- **ASSIGNMENT**: Reproduce each of the following entries line for line, without alteration.

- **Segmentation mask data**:
------------------------
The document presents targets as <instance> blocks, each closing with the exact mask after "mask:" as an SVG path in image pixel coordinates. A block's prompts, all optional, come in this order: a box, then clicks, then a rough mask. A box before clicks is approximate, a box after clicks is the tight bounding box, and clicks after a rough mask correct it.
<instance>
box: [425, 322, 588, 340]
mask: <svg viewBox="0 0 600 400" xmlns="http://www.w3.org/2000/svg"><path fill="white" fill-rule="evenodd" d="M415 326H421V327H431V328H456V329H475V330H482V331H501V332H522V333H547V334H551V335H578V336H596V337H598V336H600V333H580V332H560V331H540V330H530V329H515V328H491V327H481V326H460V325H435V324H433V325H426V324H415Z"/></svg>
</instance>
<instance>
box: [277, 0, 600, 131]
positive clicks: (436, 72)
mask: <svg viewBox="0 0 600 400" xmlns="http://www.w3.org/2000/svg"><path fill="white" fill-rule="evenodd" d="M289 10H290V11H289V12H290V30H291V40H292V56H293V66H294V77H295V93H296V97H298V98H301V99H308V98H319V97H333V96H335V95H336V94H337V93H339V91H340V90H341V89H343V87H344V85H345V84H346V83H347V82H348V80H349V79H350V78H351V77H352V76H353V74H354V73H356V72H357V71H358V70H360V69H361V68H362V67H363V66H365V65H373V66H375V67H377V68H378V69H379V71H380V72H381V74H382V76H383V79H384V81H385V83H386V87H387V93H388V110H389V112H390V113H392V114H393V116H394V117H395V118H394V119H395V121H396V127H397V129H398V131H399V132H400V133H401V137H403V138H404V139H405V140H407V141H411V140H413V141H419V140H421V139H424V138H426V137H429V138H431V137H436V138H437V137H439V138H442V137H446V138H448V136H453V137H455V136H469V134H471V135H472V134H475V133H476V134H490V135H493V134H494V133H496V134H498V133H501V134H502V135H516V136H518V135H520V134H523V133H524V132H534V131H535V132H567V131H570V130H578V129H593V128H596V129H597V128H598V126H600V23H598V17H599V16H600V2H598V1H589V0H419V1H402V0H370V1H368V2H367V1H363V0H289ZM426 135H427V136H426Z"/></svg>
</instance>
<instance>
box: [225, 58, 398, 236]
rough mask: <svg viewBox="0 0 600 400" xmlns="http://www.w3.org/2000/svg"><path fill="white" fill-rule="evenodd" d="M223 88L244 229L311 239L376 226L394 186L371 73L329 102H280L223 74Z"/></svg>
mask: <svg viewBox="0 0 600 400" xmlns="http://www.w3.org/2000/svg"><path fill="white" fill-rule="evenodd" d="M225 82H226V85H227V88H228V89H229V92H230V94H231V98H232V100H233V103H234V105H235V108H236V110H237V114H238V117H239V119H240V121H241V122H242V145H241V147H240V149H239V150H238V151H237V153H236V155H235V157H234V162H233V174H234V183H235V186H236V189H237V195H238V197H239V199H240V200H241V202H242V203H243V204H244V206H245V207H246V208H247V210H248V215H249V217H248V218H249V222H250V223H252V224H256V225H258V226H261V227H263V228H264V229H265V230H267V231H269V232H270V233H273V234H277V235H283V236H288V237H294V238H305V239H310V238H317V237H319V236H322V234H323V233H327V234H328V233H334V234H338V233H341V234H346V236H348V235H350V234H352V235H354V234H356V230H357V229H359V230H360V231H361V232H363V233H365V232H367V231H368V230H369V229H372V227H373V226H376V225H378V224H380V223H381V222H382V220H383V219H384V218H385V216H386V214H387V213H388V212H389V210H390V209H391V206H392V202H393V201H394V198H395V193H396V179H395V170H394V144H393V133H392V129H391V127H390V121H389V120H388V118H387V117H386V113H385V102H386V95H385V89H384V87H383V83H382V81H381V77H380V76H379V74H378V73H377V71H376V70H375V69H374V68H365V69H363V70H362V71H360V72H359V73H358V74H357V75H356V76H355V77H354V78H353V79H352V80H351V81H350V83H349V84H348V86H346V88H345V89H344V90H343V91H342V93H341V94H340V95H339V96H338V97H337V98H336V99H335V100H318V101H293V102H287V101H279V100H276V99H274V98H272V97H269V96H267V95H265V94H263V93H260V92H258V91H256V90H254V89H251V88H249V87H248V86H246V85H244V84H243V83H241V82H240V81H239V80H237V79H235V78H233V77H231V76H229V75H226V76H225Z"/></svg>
------------------------
- **EXERCISE RESPONSE**:
The document presents targets as <instance> blocks, each closing with the exact mask after "mask:" as an SVG path in image pixel coordinates. A block's prompts, all optional, come in this order: a box, then clicks, then a rough mask. A box before clicks is approximate, a box after clicks is the tight bounding box, and clicks after a rough mask correct it.
<instance>
box: [425, 322, 588, 340]
mask: <svg viewBox="0 0 600 400" xmlns="http://www.w3.org/2000/svg"><path fill="white" fill-rule="evenodd" d="M415 326H421V327H431V328H456V329H475V330H482V331H501V332H522V333H547V334H551V335H578V336H596V337H598V336H600V333H580V332H560V331H540V330H530V329H515V328H491V327H481V326H460V325H435V324H433V325H426V324H415Z"/></svg>
</instance>
<instance>
box: [277, 0, 600, 131]
positive clicks: (436, 72)
mask: <svg viewBox="0 0 600 400" xmlns="http://www.w3.org/2000/svg"><path fill="white" fill-rule="evenodd" d="M289 10H290V11H289V12H290V30H291V40H292V56H293V66H294V77H295V93H296V97H298V98H301V99H308V98H319V97H333V96H335V95H336V94H337V93H339V91H340V90H341V89H343V87H344V85H345V84H346V83H347V82H348V80H349V79H350V78H351V77H352V76H353V74H354V73H356V72H357V71H358V70H360V69H361V68H362V67H363V66H365V65H373V66H375V67H377V68H378V69H379V71H380V72H381V74H382V76H383V79H384V81H385V83H386V87H387V93H388V110H389V112H390V113H392V114H393V116H394V117H395V118H394V119H395V121H396V127H397V129H398V131H399V132H400V133H401V137H403V138H404V139H405V140H407V141H411V140H413V141H419V140H421V139H424V138H426V137H429V138H431V137H436V138H437V137H439V138H442V137H446V138H448V136H453V137H455V136H469V134H471V135H472V134H475V133H476V134H490V135H493V134H494V133H496V134H498V133H501V134H502V135H516V136H518V135H520V134H523V133H524V132H534V131H535V132H567V131H570V130H578V129H593V128H596V129H597V128H598V126H600V23H598V17H599V16H600V2H598V1H589V0H419V1H402V0H370V1H368V2H367V1H363V0H289ZM426 135H427V136H426Z"/></svg>
</instance>
<instance>
box: [225, 58, 398, 236]
rough mask: <svg viewBox="0 0 600 400" xmlns="http://www.w3.org/2000/svg"><path fill="white" fill-rule="evenodd" d="M223 88L244 229L311 239L376 226L394 186L371 73L329 102H280L223 74Z"/></svg>
mask: <svg viewBox="0 0 600 400" xmlns="http://www.w3.org/2000/svg"><path fill="white" fill-rule="evenodd" d="M225 82H226V85H227V88H228V89H229V92H230V94H231V98H232V100H233V103H234V105H235V108H236V110H237V114H238V117H239V119H240V121H241V122H242V145H241V147H240V149H239V150H238V151H237V153H236V155H235V157H234V162H233V174H234V183H235V186H236V189H237V195H238V197H239V199H240V200H241V202H242V203H243V204H244V206H245V207H246V208H247V210H248V215H249V217H248V218H249V222H250V223H252V224H256V225H258V226H261V227H263V228H264V229H265V230H267V231H269V232H270V233H273V234H277V235H283V236H288V237H294V238H305V239H310V238H317V237H319V236H322V234H323V233H327V234H328V233H334V234H338V233H341V234H346V236H348V235H350V234H352V235H354V234H356V230H357V229H359V230H360V231H361V232H363V233H365V232H367V231H368V230H369V229H372V227H373V226H376V225H378V224H380V223H381V222H382V220H383V219H384V218H385V216H386V214H387V213H388V212H389V210H390V209H391V206H392V202H393V201H394V198H395V193H396V179H395V170H394V144H393V133H392V129H391V127H390V121H389V120H388V118H387V117H386V113H385V102H386V95H385V89H384V87H383V83H382V81H381V77H380V76H379V74H378V73H377V71H376V70H375V69H374V68H365V69H363V70H362V71H360V72H359V73H358V74H357V75H356V76H355V77H354V78H353V79H352V80H351V81H350V83H349V84H348V86H346V88H345V89H344V90H343V91H342V93H341V94H340V95H339V96H338V97H337V98H336V99H335V100H318V101H293V102H287V101H279V100H276V99H274V98H272V97H269V96H267V95H265V94H263V93H260V92H258V91H256V90H254V89H251V88H249V87H248V86H246V85H244V84H243V83H241V82H240V81H239V80H237V79H235V78H233V77H231V76H229V75H226V76H225Z"/></svg>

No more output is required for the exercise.